Reading text -
________________________________________

The Few. The Proud. The (Harvard???) Marines
(See A. Pine, pp. 40-44, November 2007 Proceedings)
Owen West—Mr. Pine is mistaken when he writes that NROTC midshipmen are "as much at home at Harvard" as graduate students who served in the Marines. By focusing on business and political science graduate programs, bunkers of relative conservatism on campus, Mr. Pine missed the real story: the Harvard faculty's successful 40-year battle against undergraduate military participation.
I arrived at Harvard almost 20 years after ROTC's 1969 expulsion. We had to take a bus to MIT for military science classes that were often more rigorous than our Harvard courses. No credit was given. In 1988 there was so much anti-ROTC sentiment that a group of alumni founded the
Advocates for Harvard ROTC to shore up our cause. In 1990 the Faculty Council voted to sever all remaining ties to ROTC in two years and some professors suggested Harvard students be banned from participation altogether. In 1991 my roommate, who was also in ROTC, was asked to leave a classroom because he wore his uniform. In 1994 President Neil Rudenstine stopped paying the nominal fee Harvard sent to MIT to cover classroom overhead. It was a backdoor effort to wipe out ROTC, thwarted only by alumni who today pay MIT themselves. In 1996 the undergraduate council attempted to ban the ROTC commissioning ceremony from Harvard Yard.
My class commissioned ten Marine lieutenants, still the most to come out of Harvard since the 1960s. Nine selected combat arms, and the other became the communications officer for 1st Force Reconnaissance Company. On graduation day, neither outgoing president Derek Bok nor incoming president Rudenstine attended our commissioning ceremony. In 20 years, Bok refused to attend even one commissioning.

________________________________________

Parts of the exercise -
**A)** Rewrite the letter on Harvard ROTC between "The Few. The" and "undergraduate military participation.", inclusive, changing "midshipmen" to "cadets".
**B)** Summarize the letter on Harvard ROTC in two sentences.

[Records from a collection]
________________________________________

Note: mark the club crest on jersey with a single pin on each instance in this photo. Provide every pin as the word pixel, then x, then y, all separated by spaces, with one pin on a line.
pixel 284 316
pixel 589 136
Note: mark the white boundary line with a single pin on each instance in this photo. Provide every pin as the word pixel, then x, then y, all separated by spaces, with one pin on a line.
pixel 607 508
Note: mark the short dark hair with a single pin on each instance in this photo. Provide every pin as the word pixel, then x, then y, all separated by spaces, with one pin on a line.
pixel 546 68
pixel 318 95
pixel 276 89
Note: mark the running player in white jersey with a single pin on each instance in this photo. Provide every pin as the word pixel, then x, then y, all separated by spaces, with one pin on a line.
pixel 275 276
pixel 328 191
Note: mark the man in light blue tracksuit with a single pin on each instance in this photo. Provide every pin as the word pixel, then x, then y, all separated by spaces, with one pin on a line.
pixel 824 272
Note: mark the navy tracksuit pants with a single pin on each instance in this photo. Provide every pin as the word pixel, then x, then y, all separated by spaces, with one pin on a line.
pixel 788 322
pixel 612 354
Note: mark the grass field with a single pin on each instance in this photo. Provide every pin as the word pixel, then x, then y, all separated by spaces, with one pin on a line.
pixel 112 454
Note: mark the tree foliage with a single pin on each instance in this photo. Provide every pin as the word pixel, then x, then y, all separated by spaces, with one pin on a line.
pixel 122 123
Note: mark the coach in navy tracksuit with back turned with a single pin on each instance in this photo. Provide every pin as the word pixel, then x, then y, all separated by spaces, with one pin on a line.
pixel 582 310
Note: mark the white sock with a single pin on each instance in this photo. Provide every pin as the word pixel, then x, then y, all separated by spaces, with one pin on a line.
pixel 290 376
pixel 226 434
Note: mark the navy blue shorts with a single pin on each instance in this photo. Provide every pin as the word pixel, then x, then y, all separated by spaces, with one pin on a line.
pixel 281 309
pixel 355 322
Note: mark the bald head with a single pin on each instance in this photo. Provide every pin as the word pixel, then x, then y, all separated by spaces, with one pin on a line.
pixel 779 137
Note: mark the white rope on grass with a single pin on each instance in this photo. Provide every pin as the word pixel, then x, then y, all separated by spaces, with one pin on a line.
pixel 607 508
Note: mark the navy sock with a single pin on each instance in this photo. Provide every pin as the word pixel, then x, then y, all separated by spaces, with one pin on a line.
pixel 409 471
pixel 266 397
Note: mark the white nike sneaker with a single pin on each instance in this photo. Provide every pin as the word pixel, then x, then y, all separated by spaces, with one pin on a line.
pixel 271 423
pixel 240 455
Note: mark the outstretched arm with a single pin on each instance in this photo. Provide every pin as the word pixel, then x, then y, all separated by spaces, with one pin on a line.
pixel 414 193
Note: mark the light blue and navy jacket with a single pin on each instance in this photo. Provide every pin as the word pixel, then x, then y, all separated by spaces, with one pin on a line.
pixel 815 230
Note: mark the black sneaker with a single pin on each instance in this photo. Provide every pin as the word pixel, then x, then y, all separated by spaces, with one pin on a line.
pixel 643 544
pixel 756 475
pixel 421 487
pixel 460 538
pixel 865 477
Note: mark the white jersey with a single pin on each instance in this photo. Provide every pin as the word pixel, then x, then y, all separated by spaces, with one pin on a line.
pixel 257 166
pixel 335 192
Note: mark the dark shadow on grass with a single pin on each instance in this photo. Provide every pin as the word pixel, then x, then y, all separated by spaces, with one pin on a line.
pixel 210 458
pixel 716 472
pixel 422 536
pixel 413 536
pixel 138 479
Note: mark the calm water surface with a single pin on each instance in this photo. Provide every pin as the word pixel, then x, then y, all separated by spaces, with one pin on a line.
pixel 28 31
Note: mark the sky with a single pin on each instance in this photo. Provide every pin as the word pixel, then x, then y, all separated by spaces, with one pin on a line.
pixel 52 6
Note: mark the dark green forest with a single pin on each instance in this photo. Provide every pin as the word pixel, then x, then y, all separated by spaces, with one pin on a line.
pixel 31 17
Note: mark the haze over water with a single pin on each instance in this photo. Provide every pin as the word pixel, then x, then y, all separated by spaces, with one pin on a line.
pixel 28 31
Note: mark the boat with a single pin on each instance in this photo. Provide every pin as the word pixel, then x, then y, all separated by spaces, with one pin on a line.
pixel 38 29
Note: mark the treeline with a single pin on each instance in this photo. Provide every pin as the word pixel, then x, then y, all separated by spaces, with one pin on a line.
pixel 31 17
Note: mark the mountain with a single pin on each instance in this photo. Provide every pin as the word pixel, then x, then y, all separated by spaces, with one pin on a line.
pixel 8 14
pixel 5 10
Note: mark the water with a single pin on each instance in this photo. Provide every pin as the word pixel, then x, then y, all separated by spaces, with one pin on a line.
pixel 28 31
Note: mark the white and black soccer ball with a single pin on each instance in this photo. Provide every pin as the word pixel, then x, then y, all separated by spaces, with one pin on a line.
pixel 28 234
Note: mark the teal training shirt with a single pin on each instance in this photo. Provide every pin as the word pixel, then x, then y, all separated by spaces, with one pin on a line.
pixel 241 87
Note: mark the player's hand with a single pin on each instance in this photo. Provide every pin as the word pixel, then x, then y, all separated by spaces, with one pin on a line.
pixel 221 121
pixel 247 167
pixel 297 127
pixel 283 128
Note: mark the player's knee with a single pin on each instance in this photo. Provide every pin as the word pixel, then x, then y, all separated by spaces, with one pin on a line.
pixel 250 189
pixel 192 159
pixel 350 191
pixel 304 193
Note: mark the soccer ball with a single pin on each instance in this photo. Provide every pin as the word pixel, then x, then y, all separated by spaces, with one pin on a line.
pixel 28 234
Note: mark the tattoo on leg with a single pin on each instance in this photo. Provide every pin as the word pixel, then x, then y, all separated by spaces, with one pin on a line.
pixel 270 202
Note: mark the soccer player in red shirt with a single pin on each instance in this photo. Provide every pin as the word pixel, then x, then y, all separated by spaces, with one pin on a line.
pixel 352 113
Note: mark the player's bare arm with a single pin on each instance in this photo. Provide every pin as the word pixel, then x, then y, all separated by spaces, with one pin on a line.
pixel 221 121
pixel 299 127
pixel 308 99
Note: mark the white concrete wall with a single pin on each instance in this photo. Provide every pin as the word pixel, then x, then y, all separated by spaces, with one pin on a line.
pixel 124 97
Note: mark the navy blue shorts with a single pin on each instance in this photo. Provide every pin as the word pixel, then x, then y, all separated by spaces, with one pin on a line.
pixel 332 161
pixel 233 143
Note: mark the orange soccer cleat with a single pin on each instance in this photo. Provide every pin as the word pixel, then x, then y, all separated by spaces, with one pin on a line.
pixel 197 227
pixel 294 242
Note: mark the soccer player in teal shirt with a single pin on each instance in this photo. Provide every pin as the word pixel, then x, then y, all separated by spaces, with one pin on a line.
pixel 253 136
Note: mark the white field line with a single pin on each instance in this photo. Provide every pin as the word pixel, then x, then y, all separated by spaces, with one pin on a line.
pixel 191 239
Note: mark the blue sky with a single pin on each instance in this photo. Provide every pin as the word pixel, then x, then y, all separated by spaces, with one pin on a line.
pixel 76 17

________________________________________

Answers provided -
**A)**
The Few. The Proud. The (Harvard???) Marines
(See A. Pine, pp. 40-44, November 2007 Proceedings)
Owen West—Mr. Pine is mistaken when he writes that NROTC cadets are "as much at home at Harvard" as graduate students who served in the Marines. By focusing on business and political science graduate programs, bunkers of relative conservatism on campus, Mr. Pine missed the real story: the Harvard faculty's successful 40-year battle against undergraduate military participation.

**B)** Owen West argues that by focusing on graduate programs, Mr. Pine missed the Harvard faculty's successful 40-year battle against undergraduate military participation. As evidence, he cites several episodes: students taking military science classes at MIT without credit, the Faculty Council's 1990 vote to sever ties to ROTC, President Rudenstine's 1994 decision to stop paying the fee to MIT, and the refusal of presidents Bok and Rudenstine to attend his class's commissioning ceremony.